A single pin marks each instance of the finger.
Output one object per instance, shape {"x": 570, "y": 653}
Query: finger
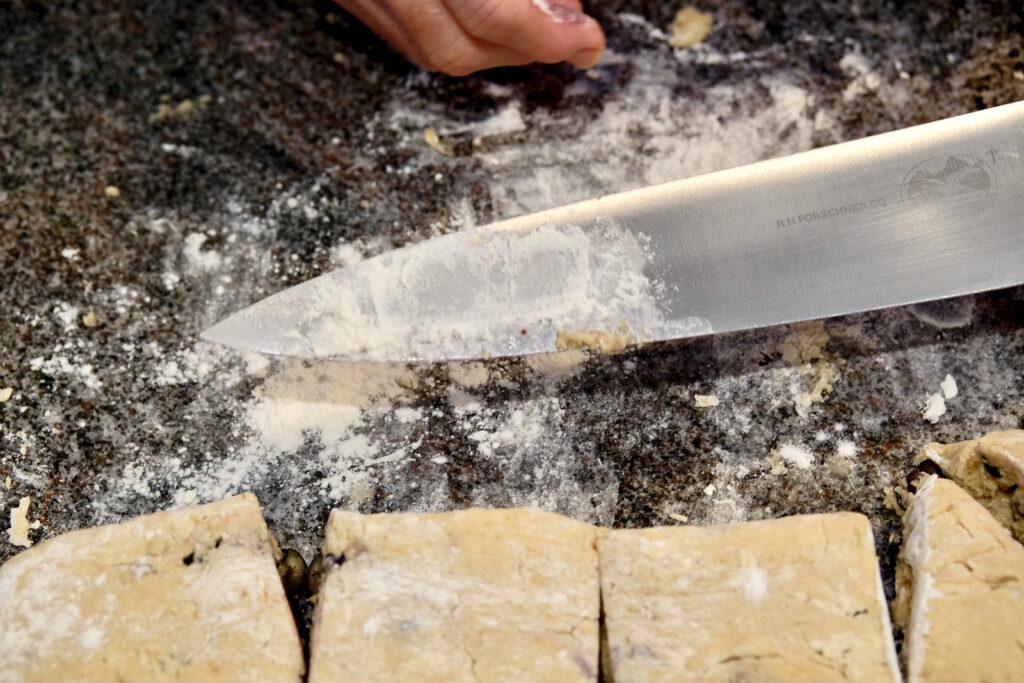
{"x": 465, "y": 54}
{"x": 441, "y": 44}
{"x": 548, "y": 31}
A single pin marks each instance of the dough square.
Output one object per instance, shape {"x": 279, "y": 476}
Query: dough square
{"x": 190, "y": 594}
{"x": 792, "y": 599}
{"x": 960, "y": 590}
{"x": 472, "y": 595}
{"x": 990, "y": 469}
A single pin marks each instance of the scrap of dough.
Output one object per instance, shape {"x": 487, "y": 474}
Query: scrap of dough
{"x": 960, "y": 590}
{"x": 792, "y": 599}
{"x": 602, "y": 342}
{"x": 689, "y": 28}
{"x": 991, "y": 469}
{"x": 473, "y": 595}
{"x": 190, "y": 594}
{"x": 17, "y": 535}
{"x": 433, "y": 141}
{"x": 804, "y": 348}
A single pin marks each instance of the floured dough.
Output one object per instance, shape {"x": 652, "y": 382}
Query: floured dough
{"x": 185, "y": 595}
{"x": 960, "y": 590}
{"x": 991, "y": 469}
{"x": 792, "y": 599}
{"x": 474, "y": 595}
{"x": 689, "y": 28}
{"x": 602, "y": 342}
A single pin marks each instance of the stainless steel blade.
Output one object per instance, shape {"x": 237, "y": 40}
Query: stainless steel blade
{"x": 924, "y": 213}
----
Required work:
All lines above between those holding "A single pin marks each instance of the dough" and "A single pin marks each instance of the scrap", inclusive, must be set down unchanged, and no other line may be included.

Solution to the exercise:
A single pin marks each instance of the dough square.
Output one object per instance, shape {"x": 279, "y": 476}
Query: dough square
{"x": 190, "y": 594}
{"x": 792, "y": 599}
{"x": 960, "y": 590}
{"x": 472, "y": 595}
{"x": 990, "y": 469}
A single pin marks each instance of the scrap of dough.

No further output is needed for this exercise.